▶ PROBLEM TO SOLVE
Quote the lines below word for word, starting at the line that contains "Outline person in pink shirt." and stopping after the line that contains "427,179,438,197". Leave the pictures out of your answer.

▶ DATA FOR PROCESSING
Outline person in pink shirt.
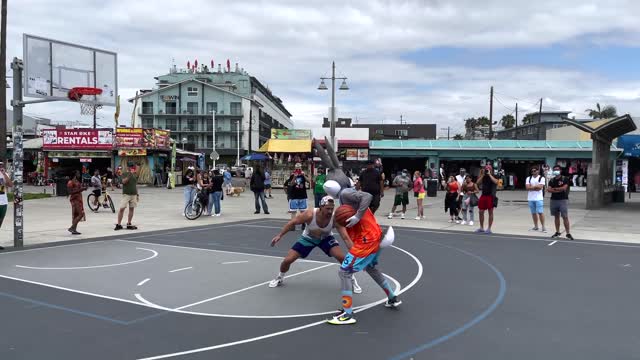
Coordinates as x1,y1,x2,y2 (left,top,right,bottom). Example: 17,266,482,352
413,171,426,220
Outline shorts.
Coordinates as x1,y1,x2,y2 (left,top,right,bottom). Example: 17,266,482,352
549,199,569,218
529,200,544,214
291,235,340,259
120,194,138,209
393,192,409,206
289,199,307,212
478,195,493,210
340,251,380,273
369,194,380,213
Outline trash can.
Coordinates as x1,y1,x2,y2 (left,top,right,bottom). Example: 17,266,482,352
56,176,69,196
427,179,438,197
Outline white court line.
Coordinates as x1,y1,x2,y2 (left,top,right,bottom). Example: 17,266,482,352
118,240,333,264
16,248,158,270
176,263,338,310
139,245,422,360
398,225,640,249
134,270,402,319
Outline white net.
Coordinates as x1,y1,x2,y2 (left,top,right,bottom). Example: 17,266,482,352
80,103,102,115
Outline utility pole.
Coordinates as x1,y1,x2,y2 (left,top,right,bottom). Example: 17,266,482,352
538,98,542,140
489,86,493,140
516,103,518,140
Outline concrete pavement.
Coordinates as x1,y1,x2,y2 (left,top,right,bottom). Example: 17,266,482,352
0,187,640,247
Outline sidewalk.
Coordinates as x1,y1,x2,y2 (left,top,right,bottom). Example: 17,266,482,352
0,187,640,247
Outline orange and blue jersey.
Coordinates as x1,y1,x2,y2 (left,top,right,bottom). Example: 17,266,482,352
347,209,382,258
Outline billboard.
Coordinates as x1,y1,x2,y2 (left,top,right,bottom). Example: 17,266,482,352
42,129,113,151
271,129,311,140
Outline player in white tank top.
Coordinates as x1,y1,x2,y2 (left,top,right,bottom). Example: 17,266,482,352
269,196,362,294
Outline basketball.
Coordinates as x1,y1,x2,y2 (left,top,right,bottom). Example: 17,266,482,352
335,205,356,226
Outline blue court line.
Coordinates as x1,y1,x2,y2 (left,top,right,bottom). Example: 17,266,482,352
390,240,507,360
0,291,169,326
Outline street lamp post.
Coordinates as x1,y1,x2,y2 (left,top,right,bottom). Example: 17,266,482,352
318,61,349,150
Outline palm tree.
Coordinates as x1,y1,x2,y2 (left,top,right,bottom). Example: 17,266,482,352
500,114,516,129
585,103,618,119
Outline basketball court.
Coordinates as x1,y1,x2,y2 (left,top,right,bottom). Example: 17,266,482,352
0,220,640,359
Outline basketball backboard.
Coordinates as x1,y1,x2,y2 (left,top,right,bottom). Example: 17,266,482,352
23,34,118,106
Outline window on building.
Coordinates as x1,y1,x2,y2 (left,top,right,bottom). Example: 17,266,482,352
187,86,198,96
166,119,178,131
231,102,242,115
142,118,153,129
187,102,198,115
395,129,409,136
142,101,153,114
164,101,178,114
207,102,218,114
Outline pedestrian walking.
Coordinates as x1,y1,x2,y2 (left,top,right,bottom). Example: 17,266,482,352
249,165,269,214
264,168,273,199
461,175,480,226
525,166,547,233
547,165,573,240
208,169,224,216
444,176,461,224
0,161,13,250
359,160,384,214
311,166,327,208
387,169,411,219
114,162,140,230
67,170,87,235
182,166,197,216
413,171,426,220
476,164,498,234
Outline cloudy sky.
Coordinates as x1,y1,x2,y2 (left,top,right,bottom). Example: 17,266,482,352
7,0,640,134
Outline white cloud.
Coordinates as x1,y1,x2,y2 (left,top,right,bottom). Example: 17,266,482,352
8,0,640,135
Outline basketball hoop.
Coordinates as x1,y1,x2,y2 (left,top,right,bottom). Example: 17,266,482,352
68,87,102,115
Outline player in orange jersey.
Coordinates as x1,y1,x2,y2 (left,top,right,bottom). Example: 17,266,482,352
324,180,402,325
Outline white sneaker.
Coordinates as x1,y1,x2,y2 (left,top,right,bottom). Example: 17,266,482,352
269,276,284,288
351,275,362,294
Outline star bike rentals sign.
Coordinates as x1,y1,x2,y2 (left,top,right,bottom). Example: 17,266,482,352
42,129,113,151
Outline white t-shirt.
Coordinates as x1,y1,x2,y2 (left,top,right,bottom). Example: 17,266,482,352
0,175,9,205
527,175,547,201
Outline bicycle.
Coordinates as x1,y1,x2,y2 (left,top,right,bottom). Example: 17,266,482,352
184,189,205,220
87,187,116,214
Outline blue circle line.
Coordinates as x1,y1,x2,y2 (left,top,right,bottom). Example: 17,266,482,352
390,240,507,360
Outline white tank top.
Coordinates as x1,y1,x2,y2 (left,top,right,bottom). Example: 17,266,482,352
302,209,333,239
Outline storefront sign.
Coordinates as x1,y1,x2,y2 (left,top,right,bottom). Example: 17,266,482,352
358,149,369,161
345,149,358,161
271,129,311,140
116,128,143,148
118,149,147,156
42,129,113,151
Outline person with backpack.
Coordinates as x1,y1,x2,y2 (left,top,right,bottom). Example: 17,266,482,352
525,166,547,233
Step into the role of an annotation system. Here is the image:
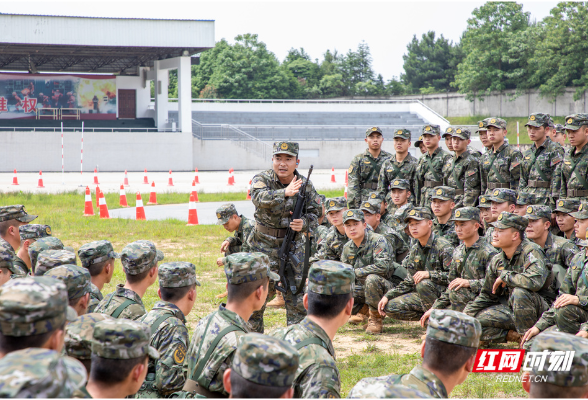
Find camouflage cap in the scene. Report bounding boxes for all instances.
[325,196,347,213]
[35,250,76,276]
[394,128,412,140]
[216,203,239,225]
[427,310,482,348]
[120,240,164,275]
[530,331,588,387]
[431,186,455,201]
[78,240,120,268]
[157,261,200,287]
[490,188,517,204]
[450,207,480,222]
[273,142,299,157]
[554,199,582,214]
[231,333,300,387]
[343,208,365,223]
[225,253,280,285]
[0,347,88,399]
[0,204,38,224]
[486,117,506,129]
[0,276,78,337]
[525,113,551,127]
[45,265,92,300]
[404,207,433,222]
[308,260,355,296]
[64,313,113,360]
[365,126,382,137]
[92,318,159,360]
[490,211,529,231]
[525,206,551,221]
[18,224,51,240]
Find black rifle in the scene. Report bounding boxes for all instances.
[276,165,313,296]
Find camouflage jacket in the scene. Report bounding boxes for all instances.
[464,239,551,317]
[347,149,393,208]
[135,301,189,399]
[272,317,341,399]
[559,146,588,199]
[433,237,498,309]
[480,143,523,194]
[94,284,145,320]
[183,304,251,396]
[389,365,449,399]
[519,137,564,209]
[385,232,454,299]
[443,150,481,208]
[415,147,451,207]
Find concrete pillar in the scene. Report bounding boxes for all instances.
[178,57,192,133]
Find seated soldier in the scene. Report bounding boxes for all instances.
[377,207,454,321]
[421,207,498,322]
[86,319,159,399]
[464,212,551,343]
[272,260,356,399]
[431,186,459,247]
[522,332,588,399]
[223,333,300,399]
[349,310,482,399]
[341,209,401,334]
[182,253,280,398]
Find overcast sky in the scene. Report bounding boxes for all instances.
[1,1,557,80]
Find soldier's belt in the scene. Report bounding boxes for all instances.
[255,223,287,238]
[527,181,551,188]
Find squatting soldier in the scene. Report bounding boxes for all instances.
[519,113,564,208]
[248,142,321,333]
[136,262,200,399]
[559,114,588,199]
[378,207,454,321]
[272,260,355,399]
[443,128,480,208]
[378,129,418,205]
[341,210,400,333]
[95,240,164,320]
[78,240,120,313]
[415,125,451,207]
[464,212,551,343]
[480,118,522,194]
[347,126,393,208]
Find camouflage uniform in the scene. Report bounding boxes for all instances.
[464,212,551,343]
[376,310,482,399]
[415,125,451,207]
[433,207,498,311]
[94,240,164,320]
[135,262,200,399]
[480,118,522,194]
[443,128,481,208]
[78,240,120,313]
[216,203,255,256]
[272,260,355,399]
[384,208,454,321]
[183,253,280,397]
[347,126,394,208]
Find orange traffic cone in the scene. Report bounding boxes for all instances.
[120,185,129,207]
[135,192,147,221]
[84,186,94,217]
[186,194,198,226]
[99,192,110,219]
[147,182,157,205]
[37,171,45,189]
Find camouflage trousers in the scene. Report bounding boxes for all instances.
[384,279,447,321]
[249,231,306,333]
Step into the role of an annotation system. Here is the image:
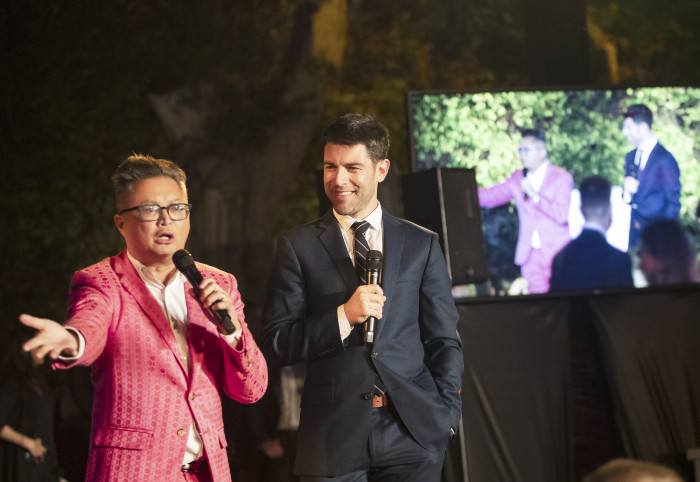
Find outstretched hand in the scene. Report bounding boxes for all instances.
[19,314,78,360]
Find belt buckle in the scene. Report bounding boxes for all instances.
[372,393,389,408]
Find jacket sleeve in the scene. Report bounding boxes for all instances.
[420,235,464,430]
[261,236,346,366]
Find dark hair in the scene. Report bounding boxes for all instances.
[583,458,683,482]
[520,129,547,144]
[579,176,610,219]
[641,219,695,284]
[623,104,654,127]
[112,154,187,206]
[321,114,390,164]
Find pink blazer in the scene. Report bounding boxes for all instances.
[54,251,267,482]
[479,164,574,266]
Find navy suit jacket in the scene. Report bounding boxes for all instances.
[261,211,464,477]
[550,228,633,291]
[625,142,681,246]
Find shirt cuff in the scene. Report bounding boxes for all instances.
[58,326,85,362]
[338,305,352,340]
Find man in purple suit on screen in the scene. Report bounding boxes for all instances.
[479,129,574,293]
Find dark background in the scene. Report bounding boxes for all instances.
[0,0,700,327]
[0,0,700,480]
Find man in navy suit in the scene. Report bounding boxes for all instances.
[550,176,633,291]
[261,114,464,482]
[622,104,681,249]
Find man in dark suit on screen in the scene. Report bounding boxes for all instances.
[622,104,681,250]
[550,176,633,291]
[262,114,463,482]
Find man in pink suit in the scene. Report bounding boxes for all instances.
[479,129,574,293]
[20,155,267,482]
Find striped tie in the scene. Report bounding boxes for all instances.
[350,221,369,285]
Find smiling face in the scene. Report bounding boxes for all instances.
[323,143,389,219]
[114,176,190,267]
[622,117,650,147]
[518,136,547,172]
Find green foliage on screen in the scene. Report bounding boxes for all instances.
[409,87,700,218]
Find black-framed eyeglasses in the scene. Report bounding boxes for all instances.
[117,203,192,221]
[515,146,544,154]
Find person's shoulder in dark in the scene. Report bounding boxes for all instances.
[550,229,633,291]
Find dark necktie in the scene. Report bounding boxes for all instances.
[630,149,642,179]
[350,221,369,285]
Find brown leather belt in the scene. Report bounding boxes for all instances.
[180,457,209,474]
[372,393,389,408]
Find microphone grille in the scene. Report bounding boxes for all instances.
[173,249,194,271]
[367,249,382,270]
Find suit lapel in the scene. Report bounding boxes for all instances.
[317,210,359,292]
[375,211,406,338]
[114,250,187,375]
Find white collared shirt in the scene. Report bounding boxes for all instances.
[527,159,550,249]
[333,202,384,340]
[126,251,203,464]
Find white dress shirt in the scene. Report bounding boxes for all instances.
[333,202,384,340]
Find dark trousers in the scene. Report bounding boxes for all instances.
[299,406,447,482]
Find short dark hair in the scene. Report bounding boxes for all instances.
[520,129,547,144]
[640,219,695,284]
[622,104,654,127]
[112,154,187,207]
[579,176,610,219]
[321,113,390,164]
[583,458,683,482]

==

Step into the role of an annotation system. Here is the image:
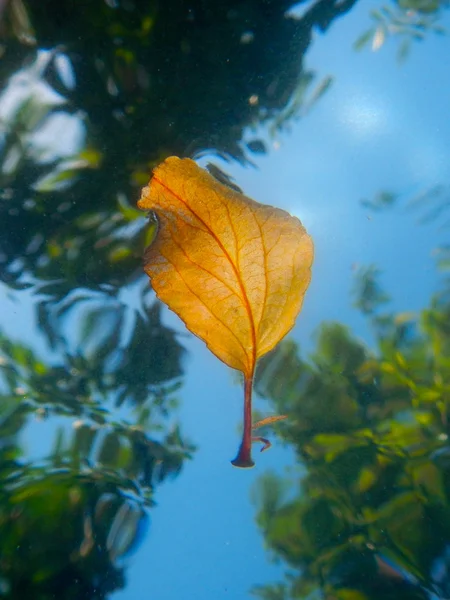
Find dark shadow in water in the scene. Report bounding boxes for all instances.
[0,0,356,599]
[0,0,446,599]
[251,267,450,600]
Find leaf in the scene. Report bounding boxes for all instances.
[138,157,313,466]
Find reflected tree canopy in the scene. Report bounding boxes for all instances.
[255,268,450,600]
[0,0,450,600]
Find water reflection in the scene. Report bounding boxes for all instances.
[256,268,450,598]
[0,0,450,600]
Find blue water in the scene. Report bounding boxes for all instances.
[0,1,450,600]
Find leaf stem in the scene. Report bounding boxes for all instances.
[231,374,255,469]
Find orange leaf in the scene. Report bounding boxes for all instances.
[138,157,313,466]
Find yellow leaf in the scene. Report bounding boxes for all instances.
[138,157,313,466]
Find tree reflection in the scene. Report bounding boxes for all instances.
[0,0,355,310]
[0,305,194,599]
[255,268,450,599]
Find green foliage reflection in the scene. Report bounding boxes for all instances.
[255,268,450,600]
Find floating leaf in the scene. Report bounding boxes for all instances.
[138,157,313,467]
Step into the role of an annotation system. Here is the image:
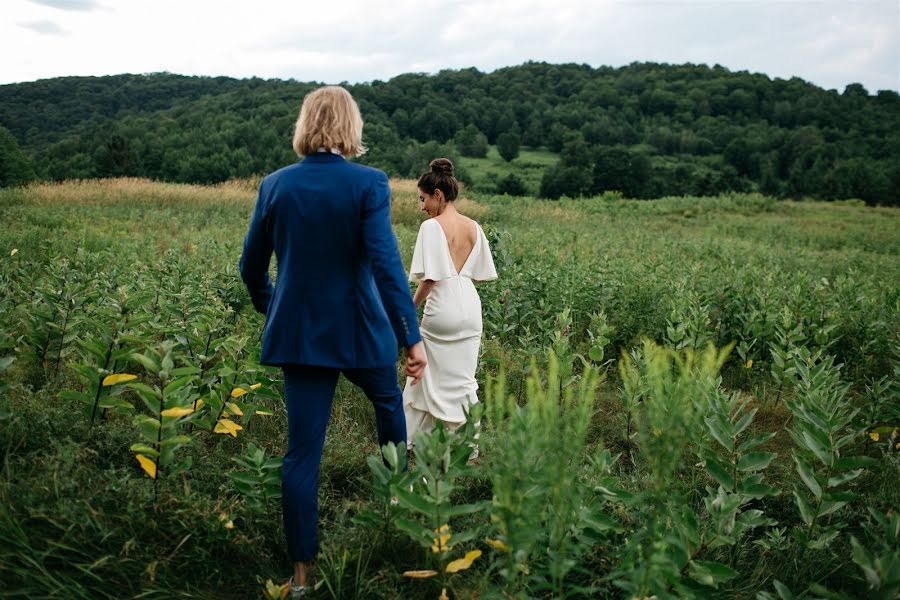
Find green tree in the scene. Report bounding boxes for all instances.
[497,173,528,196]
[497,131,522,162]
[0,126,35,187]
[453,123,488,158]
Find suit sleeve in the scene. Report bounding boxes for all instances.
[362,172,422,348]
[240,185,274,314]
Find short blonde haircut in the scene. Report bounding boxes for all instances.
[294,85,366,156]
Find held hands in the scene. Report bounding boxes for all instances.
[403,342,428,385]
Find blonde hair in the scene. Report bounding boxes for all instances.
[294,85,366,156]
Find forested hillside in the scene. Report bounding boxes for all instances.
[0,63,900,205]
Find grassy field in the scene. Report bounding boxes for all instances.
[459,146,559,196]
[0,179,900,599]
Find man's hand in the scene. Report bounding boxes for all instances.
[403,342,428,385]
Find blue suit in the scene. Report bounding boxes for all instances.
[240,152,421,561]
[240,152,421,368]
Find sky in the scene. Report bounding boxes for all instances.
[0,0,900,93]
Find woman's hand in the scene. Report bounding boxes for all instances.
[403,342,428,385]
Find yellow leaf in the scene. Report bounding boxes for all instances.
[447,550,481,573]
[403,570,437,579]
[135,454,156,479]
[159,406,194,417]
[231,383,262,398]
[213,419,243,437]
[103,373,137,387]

▶ FULL OUTPUT
Outline person in pink shirt.
Coordinates as x1,y1,x2,y2 (left,top,right,bottom). Example: 17,266,482,352
413,171,426,220
Outline shorts.
Coordinates as x1,y1,x2,y2 (left,top,right,bottom). Example: 17,266,482,352
549,199,569,218
529,200,544,214
291,235,340,259
120,194,138,209
393,192,409,206
289,199,307,212
478,195,493,210
340,251,380,273
369,194,380,213
Outline trash can.
Coordinates as x1,y1,x2,y2 (left,top,right,bottom). Example: 17,266,482,352
56,176,69,196
427,179,438,197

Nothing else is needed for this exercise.